Texto do exercício:
______________________________

Laiza Bonela disse que o plano tem três grandes objetivos. O primeiro é ser uma diretriz, um documento norteador para qualquer tipo de desastre dentro do Brasil para orientar os profissionais a como agir, tanto durante o desastre quanto depois. “A gente fala que é nas ações de prevenção e de resposta.”

O segundo objetivo é sensibilizar os profissionais e os conselhos locais. O grupo de trabalho percebeu que o estado de Minas Gerais é muito sensibilizado porque ali ocorrem muitos desastres. “Mas isso não pode parar em nós, porque todos os estados são vulneráveis. Percebemos que era preciso descentralizar essa atuação de forma que o documento sensibilizasse os quatro cantos do nosso país”.

O terceiro objetivo, que está sendo buscado agora, é a capacitação profissional, que deve ser levada para todo o país, para que todos saibam usar o documento, como articular o plano, como trabalhar com ele.

Laiza Bonela disse esperar que, com o plano, os animais vítimas de desastres possam ser “assistencializados” de forma mais rápida e ter a sua dignidade assegurada, ser atendidos por “profissionais que olhem para eles como parte do problema e não como uma distração, como já aconteceu”.

A veterinária contou que ter observado em alguns eventos de desastres dos quais participaram membros do GTDM  os órgãos presentes não se interessarem pelos animais, porque estavam muito preocupados com outras demandas.

______________________________

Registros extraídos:
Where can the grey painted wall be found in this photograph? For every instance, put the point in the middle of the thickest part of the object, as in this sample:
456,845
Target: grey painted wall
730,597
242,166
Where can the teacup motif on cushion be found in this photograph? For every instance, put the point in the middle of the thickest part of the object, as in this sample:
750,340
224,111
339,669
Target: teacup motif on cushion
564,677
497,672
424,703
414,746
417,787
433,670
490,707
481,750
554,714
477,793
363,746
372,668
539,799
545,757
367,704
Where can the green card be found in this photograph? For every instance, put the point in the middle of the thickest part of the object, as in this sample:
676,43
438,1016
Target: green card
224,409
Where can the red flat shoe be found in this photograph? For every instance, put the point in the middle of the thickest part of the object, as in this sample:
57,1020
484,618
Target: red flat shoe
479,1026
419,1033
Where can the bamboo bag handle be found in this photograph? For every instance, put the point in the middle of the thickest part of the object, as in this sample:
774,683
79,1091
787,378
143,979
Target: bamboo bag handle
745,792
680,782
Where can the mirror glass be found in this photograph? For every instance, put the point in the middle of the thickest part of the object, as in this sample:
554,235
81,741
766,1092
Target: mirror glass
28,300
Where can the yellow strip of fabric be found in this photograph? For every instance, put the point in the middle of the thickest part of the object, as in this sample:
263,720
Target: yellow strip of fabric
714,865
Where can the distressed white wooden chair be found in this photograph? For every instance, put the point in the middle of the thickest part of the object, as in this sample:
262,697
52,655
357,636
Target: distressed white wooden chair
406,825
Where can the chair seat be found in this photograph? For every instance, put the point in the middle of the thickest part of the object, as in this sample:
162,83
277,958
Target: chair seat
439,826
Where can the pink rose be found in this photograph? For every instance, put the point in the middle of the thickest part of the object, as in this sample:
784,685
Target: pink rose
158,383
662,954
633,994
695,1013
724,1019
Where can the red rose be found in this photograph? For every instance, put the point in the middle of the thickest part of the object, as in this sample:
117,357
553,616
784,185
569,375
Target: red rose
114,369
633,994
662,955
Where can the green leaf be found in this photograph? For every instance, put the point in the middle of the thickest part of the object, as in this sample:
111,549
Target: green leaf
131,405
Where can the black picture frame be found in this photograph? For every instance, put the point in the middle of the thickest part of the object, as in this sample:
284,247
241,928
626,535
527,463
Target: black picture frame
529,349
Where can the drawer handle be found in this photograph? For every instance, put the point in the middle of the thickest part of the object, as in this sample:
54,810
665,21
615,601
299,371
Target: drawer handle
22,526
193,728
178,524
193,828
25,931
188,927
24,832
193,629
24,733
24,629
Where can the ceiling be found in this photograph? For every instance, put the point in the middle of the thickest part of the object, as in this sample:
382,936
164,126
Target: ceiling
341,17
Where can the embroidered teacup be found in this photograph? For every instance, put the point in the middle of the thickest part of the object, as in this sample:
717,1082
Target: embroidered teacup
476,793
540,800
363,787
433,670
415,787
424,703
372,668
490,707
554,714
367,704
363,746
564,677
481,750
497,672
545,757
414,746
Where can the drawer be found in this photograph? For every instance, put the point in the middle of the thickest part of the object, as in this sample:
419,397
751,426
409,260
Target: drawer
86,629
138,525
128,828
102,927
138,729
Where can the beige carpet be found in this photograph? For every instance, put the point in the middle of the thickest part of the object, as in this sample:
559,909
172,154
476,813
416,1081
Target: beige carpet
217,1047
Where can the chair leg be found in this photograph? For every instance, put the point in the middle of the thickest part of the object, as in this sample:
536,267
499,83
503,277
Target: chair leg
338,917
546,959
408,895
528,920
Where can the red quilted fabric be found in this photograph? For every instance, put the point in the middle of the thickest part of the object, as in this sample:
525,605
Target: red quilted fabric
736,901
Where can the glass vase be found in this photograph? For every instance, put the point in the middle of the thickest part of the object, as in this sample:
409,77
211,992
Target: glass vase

______________________________

Ordem de trabalho 1: No texto sobre o plano para animais em desastres, qual é o terceiro objetivo do plano?
Ordem de trabalho 2: Continue o texto sobre o plano para animais em desastres a partir da última frase apresentada.
O material não tem nenhum papel nesta atividade.

Resposta final 1: A capacitação profissional, levada para todo o país, para que todos saibam usar o documento, articular o plano e trabalhar com ele.

Resposta final 2:
Segundo Laiza, o plano de contingência vem para mostrar a importância dos animais. “Os animais não são uma distração; eles fazem parte do nosso ecossistema, fazem parte da saúde única. Quando protejo os meus animais, também estou protegendo a saúde humana, a saúde ambiental. Os animais não podem ser mais negligenciados. Eles precisam ser olhados com todo respeito e dignidade.”

Resgates

No rompimento da barragem da Vale em Brumadinho, o GTDM atuou no local de forma voluntária durante 16 dias, período em que resgatou 400 animais. Alguns foram “assistencializados” no local e outros transferidos para abrigos ou hospitais. A maioria desses animais está até hoje sob supervisão de empresas responsáveis contratadas pela Vale.

No Pantanal, o GTDM tem equipes que estão há mais de 30 dias trabalhando nos estados de Mato Grosso e Mato Grosso do Sul e não conseguiram voltar para casa devido à gravidade da situação. Enquanto não houver um quadro de estabilização do problema, os médicos veterinários permanecerão no local, porque os incêndios ainda continuam ocorrendo, afirmou Laiza. Os animais resgatados feridos são encaminhados a hospitais que possam acolher espécies silvestres, bem como ao Instituto Brasileiro do Meio Ambiente e dos Recursos Naturais Renováveis (Ibama).

“Por serem animais silvestres, a logística é um pouco diferente da dos animais domésticos. O contexto é ainda mais complexo, mas todos os animais estão sendo direcionados à assistência local mais próxima que tenha estrutura para acolhê-los, porque alguns são muito grandes, como a onça, a anta”.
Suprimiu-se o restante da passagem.